begin
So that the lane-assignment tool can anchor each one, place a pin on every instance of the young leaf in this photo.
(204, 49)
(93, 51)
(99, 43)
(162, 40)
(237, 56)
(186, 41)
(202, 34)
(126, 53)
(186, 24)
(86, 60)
end
**WRITTEN TASK**
Please rewrite every line of the data above as a numbered list, omitting any blank lines.

**EXERCISE RESULT**
1. So that the lane-assignment tool can anchor each one, place a pin on every instance of the young leaf in this photo.
2. (204, 49)
3. (93, 51)
4. (99, 43)
5. (162, 40)
6. (237, 56)
7. (186, 41)
8. (202, 34)
9. (126, 53)
10. (186, 24)
11. (86, 60)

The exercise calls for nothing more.